Start of Records to process

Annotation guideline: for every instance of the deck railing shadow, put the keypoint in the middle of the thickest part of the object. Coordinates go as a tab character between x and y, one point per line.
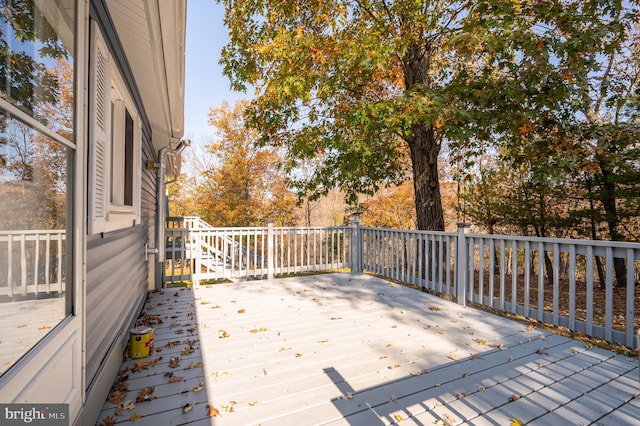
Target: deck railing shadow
498	394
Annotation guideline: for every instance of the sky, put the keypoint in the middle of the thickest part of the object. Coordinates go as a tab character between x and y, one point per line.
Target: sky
205	86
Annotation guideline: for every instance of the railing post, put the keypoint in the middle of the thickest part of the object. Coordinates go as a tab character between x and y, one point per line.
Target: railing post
270	250
462	264
356	244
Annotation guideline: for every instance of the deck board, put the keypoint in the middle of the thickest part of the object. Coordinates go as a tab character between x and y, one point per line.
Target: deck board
347	349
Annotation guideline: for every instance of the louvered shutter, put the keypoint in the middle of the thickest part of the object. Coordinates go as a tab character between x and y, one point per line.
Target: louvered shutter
99	131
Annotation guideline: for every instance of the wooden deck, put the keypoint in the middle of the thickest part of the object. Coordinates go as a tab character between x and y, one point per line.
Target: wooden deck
345	349
24	323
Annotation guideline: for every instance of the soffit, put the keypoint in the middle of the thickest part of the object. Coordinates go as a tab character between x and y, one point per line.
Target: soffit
152	33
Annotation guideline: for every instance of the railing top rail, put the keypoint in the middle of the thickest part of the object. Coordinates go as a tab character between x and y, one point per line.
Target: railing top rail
311	227
34	232
561	241
412	231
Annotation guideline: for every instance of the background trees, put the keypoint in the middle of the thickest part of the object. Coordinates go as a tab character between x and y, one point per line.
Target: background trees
365	84
239	183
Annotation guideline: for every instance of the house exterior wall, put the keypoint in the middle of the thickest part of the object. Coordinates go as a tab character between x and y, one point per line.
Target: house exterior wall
109	273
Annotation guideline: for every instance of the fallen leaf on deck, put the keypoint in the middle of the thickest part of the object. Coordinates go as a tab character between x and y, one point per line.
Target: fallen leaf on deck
175	379
174	362
116	397
128	405
144	364
108	421
212	411
145	394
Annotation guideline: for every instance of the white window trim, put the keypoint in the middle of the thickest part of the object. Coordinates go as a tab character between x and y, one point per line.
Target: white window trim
107	214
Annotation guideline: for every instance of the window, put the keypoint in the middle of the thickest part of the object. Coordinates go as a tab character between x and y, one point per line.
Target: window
37	148
115	146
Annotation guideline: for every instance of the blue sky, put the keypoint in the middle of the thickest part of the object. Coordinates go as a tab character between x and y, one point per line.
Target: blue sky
205	86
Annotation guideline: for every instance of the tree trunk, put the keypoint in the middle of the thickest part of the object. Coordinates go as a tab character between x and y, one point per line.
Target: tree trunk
423	144
608	199
424	156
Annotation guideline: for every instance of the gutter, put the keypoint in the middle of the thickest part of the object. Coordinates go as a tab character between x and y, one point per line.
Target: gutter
161	193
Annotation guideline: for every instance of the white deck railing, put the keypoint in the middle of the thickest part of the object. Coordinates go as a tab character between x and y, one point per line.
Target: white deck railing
197	252
567	283
32	262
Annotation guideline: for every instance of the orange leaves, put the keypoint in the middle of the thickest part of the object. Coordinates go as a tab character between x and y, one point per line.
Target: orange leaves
526	128
212	411
174	362
108	421
145	394
144	364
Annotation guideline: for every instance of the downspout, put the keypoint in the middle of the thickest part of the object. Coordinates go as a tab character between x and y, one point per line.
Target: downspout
161	186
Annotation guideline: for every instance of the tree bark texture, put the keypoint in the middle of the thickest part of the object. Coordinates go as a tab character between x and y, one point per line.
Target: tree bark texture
423	144
424	157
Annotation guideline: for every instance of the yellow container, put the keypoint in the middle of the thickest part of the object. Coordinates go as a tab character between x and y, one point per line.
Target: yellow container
141	342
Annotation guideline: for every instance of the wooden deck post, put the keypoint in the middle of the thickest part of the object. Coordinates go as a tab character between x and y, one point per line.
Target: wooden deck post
462	264
270	250
355	245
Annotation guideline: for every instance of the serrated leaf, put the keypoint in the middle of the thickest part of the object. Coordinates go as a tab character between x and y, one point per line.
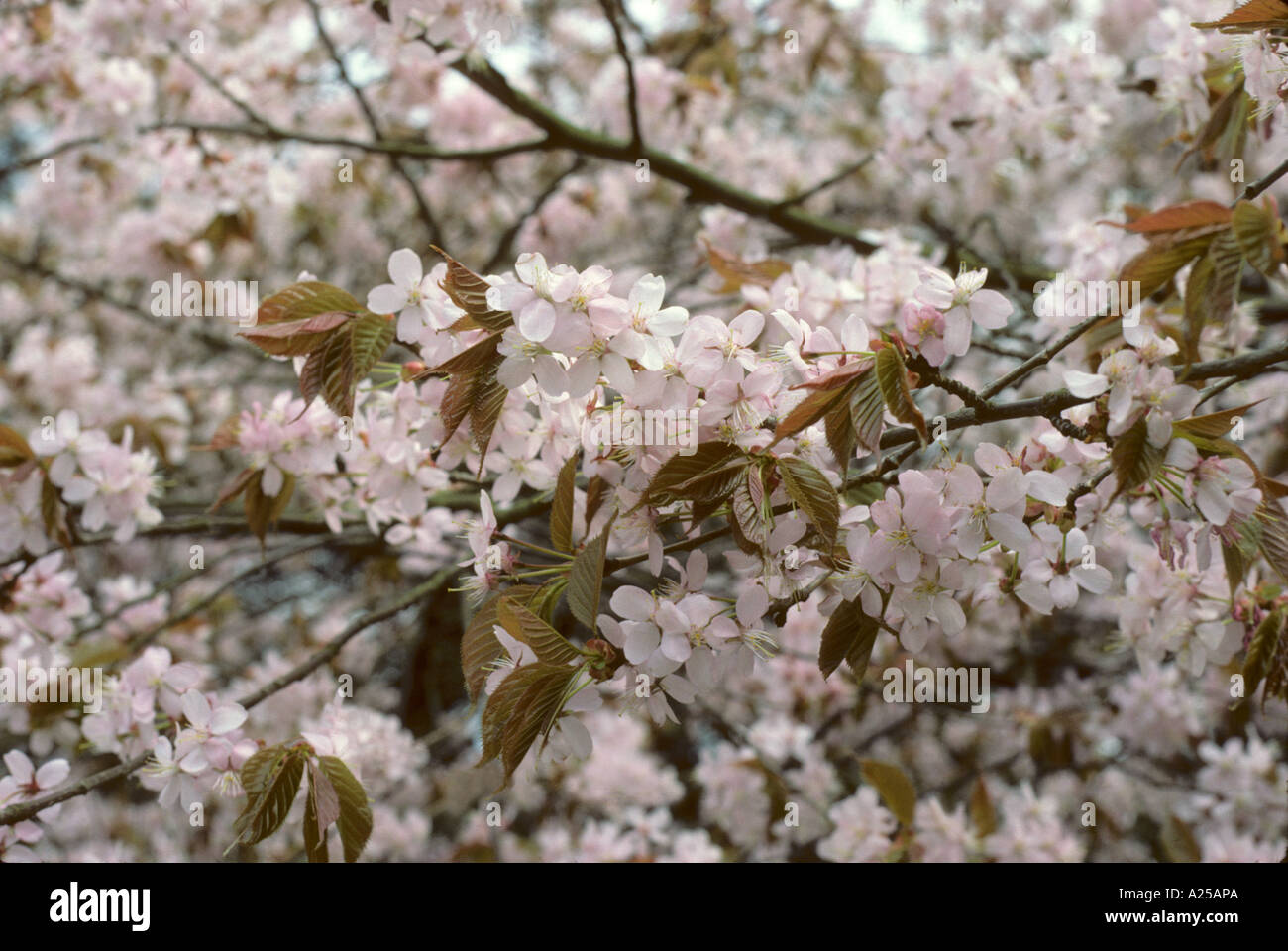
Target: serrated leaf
1214	425
1252	16
270	787
812	493
14	449
867	412
535	715
1212	289
478	356
849	635
524	705
1261	650
321	810
314	832
485	409
524	626
1257	231
1133	459
372	335
894	787
338	372
1158	264
480	647
296	338
708	474
587	581
893	377
303	300
750	512
807	411
1190	214
469	292
355	821
456	403
561	508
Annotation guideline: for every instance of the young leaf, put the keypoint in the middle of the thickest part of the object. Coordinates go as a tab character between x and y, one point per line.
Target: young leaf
561	509
893	379
524	626
1192	214
1134	461
1253	16
480	646
270	779
812	495
807	411
1258	234
469	292
706	475
303	300
587	579
355	821
321	810
849	635
867	412
894	787
296	338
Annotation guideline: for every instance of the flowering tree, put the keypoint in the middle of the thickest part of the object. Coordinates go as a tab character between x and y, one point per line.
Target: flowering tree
789	365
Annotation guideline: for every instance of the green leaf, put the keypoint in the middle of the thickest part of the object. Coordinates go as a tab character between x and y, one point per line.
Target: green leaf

End of Records to process

Assigned task: Going over every line of the entries, tally those containing the string "green" and report only the figure.

Exercise response: 2